また別の日には、御嶽神社の下ら辺の通り道で、
中ノ平の家に帰る途中に、よく会う別の兵隊さんに声をかけられたそうです。
「君にこれをあげるよ。兄弟と仲良くしていくんだよ。」
と言って、大きな箱をくれたそうです。
家に帰ってその箱を開けてみると、クッキーが沢山入っていたそうです。
その時はなんでだろう?と思っていたそうですが、
後から兄から冒頭の言葉を聞いて、「ああ、もう硫黄島に行っちゃうんだ」と悟ったそうです。
農協で働いていた父親は恐らく、前浜から見送ったと思うと言っていました。
その後、硫黄島は激戦の地となり、そのほとんどが戦死したので、
恐らくその兵隊さんも戦死したともうとおっしゃっていました。
■さらにこの戦争の時に母島から出兵して、生き残って内地に戻って来れた兵隊さんがいたそうです。
その兵隊さんの隊長は「絶対に命を粗末にするな。捕虜になってでも生き残れ!」と言ってくれたそうで、
まさに捕虜になって生き延びて日本に帰って来れたのだそうです。
当時は鬼畜米兵の捕虜になるくらいなら、自害せよ!
の教えが主流の頃です。
素晴らしい上官だったと思います。

> [処理対象]:
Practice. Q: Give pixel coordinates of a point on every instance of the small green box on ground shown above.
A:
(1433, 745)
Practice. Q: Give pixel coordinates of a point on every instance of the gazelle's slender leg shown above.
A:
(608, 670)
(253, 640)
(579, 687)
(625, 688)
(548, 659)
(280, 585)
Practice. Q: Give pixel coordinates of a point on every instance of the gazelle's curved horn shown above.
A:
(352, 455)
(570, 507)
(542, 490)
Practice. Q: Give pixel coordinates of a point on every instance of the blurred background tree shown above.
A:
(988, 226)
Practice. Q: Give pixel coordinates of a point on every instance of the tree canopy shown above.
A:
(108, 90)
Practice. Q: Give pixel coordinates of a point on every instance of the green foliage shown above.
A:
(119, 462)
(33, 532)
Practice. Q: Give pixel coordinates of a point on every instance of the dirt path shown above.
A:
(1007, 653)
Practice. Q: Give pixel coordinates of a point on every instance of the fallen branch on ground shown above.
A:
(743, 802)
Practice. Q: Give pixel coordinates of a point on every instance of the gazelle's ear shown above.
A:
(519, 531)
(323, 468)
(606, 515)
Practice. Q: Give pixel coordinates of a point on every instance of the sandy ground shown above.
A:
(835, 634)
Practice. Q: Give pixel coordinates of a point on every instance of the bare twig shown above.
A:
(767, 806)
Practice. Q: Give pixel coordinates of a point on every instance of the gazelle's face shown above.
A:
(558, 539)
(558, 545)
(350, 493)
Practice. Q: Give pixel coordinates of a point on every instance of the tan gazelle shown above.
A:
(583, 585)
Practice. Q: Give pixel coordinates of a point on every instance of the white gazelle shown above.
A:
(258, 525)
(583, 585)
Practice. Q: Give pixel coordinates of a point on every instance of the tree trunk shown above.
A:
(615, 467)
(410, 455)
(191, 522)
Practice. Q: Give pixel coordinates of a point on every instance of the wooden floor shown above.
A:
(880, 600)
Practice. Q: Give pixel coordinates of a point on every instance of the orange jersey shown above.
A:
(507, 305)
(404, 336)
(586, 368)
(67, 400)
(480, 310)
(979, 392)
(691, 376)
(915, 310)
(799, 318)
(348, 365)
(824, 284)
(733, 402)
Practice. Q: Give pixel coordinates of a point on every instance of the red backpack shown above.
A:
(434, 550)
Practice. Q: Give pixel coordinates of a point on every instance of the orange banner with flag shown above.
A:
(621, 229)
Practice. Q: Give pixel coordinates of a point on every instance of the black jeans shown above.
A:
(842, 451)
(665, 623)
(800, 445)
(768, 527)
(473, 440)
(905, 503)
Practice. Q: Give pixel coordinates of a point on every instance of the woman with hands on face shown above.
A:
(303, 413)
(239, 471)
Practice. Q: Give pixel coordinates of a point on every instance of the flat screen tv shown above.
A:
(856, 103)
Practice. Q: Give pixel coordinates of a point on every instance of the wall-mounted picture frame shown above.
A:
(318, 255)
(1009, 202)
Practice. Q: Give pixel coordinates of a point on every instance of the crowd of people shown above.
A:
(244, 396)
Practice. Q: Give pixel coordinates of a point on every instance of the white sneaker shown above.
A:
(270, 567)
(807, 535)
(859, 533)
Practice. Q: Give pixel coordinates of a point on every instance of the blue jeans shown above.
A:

> [課題 A]:
原典について、次の問いに答えなさい。
(i) 兵隊さんがくれた箱には何が入っていたか。
(ii) 父親はどこで働いていたか。
(iii) 生き残った兵隊さんの隊長は何と言ったか。
> [課題 B]: リストのうち、「floor shown above.」を含む行から始め、リストの最後の行で終わる範囲だけを書き直しなさい。その際、「orange」を「yellow」に変え、ほかの部分はすべてそのままにすること。

> [解答 A]:
(i) クッキーが沢山入っていた。
(ii) 農協で働いていた。
(iii) 「絶対に命を粗末にするな。捕虜になってでも生き残れ!」と言った。

> [解答 B]:
Practice. Q: Give pixel coordinates of a point on every instance of the wooden floor shown above.
A:
(880, 600)
Practice. Q: Give pixel coordinates of a point on every instance of the yellow jersey shown above.
A:
(507, 305)
(404, 336)
(586, 368)
(67, 400)
(480, 310)
(979, 392)
(691, 376)
(915, 310)
(799, 318)
(348, 365)
(824, 284)
(733, 402)
Practice. Q: Give pixel coordinates of a point on every instance of the red backpack shown above.
A:
(434, 550)
Practice. Q: Give pixel coordinates of a point on every instance of the yellow banner with flag shown above.
A:
(621, 229)
Practice. Q: Give pixel coordinates of a point on every instance of the black jeans shown above.
A:
(842, 451)
(665, 623)
(800, 445)
(768, 527)
(473, 440)
(905, 503)
Practice. Q: Give pixel coordinates of a point on every instance of the woman with hands on face shown above.
A:
(303, 413)
(239, 471)
Practice. Q: Give pixel coordinates of a point on every instance of the flat screen tv shown above.
A:
(856, 103)
Practice. Q: Give pixel coordinates of a point on every instance of the wall-mounted picture frame shown above.
A:
(318, 255)
(1009, 202)
Practice. Q: Give pixel coordinates of a point on every instance of the crowd of people shown above.
A:
(244, 396)
Practice. Q: Give pixel coordinates of a point on every instance of the white sneaker shown above.
A:
(270, 567)
(807, 535)
(859, 533)
Practice. Q: Give pixel coordinates of a point on every instance of the blue jeans shown above.
A:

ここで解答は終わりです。